Exercise requirements:
• 1. Reproduce the speaker impedance discussion from "Are you using" up to and including "per channel, right?".
• 2. Summarize the speaker impedance discussion in three sentences.
• 3. Answer these questions from the speaker impedance discussion:
(a) What amplifier will the PA speakers run from?
(b) What does the back of the Sherwood receiver say?
(c) At what frequency are the 8-ohm woofer and 4-ohm midrange crossed over in the reply's example?

Source text:
★ ★ ★ ★ ★
Are you using a crossover, or letting them roll off by themselves?
Piezos have a pretty high impedance (used to, anyway--I'm assuming that nothing's changed there). Unless you're doing something odd with the crossover, it's likely that any other drivers you've got in the cabinet are going to determine the load of the speaker as a whole. Do your piezos give an impedance?

Grey
 
No, they don't. Does that mean that if I have a piezo horn tweeter, an 8-ohm cone midrange, and an 8-ohm cone woofer, then I wind up with 4 ohms per channel, right?

What happens if I just let them roll off naturally? Will they get to "honking" on me? Will they be damaged? I'm probably going to use a crossover. These PA speakers are for a trumpet, two trombones (I'm one of them), an alto saxophone, and a tenor saxophone, as well as a keyboard and two vocalists. These will be running out of a Peavey 400W power amplifier. I volunteered to come up with a plan for adding speakers and mics to the instruments, because I built my own subwoofer, but I realize I don't know everything (which is why I come to you).

Also, secondary question:
On the back of my Sherwood reciever, it says "Rear Speakers (8 ohms)". Does that mean that each satellite must be 8 ohms? Or should the impedance of the satellites add up to 8 ohms (4 + 4)? How does the crossover affect driver impedance? If I have two 8-ohm drivers (tweeter & woofer) crossed over, does the amplifier see 8 ohms?
 
rory,

if you cross over your drivers properly, than the impedance will be roughly what the drivers are individuallly at the frequencies they operate, at least in nominal value. so if you have an 8 ohm woofer and a 4 ohm midrange crossed over at 500Hz, the impedance will be 8 ohms up to around 500Hz, then 4 ohms above 500Hz, or at least roughly so... right around crossover the impedance will vary. in your case, if you have an 8 ohm woofer and 8 ohm midrange, you will end up with an 8 ohm speaker overall if you do the crossover right.

as for the "8 ohm" label on a lot of receivers, this is just to make sure that you don't hook up too low an impedance to the outputs because the receiver has limited current capability and might overheat or blow a fuse if you use too low an impedance. you may actually get away with using a 4 ohm speaker with an "8 ohm" terminal, but you will not be able to play it very loudly before the amp starts to run out of juice. if you are talking about a tube amplifier, that is a completely different story - the different terminals are different taps on the output transformer - but in this case you are talking about a transistor receiver.

with your rear speakers, as long as the satellites are about 8 ohms each you are fine. even if they are 4 ohms you might get away with it, since the rear channels don't play as loudly as the main channels... but remember also that the rear amp is probably much weaker and thus may overload more easily.
★ ★ ★ ★ ★
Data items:
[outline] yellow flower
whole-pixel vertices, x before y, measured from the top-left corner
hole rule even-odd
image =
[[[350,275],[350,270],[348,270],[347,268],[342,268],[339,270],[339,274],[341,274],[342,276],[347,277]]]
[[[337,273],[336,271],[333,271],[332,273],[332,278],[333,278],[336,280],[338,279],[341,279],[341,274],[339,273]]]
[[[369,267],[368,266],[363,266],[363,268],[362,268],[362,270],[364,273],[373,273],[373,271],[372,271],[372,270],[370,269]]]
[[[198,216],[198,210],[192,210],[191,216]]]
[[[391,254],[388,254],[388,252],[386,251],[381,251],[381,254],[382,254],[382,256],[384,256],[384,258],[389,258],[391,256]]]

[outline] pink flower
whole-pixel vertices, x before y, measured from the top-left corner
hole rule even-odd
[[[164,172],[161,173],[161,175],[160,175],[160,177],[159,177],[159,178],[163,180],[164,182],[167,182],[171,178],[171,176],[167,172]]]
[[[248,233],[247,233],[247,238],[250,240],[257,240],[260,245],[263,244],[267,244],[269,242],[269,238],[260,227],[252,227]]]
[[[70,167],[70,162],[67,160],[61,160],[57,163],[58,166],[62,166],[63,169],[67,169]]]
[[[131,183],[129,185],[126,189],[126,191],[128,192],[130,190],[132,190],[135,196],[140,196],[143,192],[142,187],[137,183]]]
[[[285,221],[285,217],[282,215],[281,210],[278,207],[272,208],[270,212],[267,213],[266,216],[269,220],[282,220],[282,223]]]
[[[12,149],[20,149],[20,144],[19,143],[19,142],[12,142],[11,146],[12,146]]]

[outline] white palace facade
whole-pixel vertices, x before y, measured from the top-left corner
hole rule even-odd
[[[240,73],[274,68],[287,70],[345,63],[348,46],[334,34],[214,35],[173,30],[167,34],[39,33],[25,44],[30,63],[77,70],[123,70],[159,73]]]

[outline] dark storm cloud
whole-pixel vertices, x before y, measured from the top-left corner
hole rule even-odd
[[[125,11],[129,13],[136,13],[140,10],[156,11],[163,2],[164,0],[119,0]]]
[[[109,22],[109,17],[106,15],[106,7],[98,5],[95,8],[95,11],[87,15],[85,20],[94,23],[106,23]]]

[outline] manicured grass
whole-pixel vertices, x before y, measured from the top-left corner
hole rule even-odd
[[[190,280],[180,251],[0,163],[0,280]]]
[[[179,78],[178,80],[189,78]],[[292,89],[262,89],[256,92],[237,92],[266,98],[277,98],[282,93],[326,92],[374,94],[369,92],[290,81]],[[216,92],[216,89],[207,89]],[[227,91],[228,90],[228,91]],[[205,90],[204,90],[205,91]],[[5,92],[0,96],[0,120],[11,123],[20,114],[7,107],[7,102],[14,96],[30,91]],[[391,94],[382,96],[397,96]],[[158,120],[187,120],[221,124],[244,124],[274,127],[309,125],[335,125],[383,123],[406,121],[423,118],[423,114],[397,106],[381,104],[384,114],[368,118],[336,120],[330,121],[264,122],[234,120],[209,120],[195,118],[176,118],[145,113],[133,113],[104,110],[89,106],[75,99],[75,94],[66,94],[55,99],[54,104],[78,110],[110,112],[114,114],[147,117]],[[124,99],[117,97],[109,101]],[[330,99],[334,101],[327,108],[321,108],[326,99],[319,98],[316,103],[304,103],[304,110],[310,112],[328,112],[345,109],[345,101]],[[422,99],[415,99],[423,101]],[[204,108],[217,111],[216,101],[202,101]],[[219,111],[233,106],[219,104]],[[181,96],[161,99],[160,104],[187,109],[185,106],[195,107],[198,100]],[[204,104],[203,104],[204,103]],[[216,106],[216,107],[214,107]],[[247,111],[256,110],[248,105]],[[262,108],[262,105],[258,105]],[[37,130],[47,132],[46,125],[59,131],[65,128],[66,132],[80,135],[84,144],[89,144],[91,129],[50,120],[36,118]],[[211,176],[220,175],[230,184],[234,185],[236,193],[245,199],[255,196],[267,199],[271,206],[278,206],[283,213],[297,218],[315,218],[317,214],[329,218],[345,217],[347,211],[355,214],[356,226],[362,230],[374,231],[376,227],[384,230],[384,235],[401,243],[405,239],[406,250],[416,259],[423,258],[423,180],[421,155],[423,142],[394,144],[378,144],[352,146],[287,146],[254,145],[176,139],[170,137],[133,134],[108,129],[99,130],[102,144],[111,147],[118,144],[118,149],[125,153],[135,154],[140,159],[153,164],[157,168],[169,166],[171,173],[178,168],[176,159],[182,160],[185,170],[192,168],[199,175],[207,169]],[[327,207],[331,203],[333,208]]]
★ ★ ★ ★ ★
Answer set:
• 1.
Are you using a crossover, or letting them roll off by themselves?
Piezos have a pretty high impedance (used to, anyway--I'm assuming that nothing's changed there). Unless you're doing something odd with the crossover, it's likely that any other drivers you've got in the cabinet are going to determine the load of the speaker as a whole. Do your piezos give an impedance?

Grey
 
No, they don't. Does that mean that if I have a piezo horn tweeter, an 8-ohm cone midrange, and an 8-ohm cone woofer, then I wind up with 4 ohms per channel, right?

• 2. One participant asks how a piezo horn tweeter, an 8-ohm cone midrange and an 8-ohm cone woofer combine in impedance, and what the "Rear Speakers (8 ohms)" label on a Sherwood receiver means. A reply explains that properly crossed-over drivers present roughly their individual impedances at the frequencies they operate, so an 8-ohm woofer and an 8-ohm midrange give an 8-ohm speaker overall. The reply adds that the receiver's "8 ohm" label is meant to prevent hooking up too low an impedance, since the receiver has limited current capability and might overheat or blow a fuse.

• 3.
(a) A Peavey 400W power amplifier.
(b) "Rear Speakers (8 ohms)".
(c) 500Hz.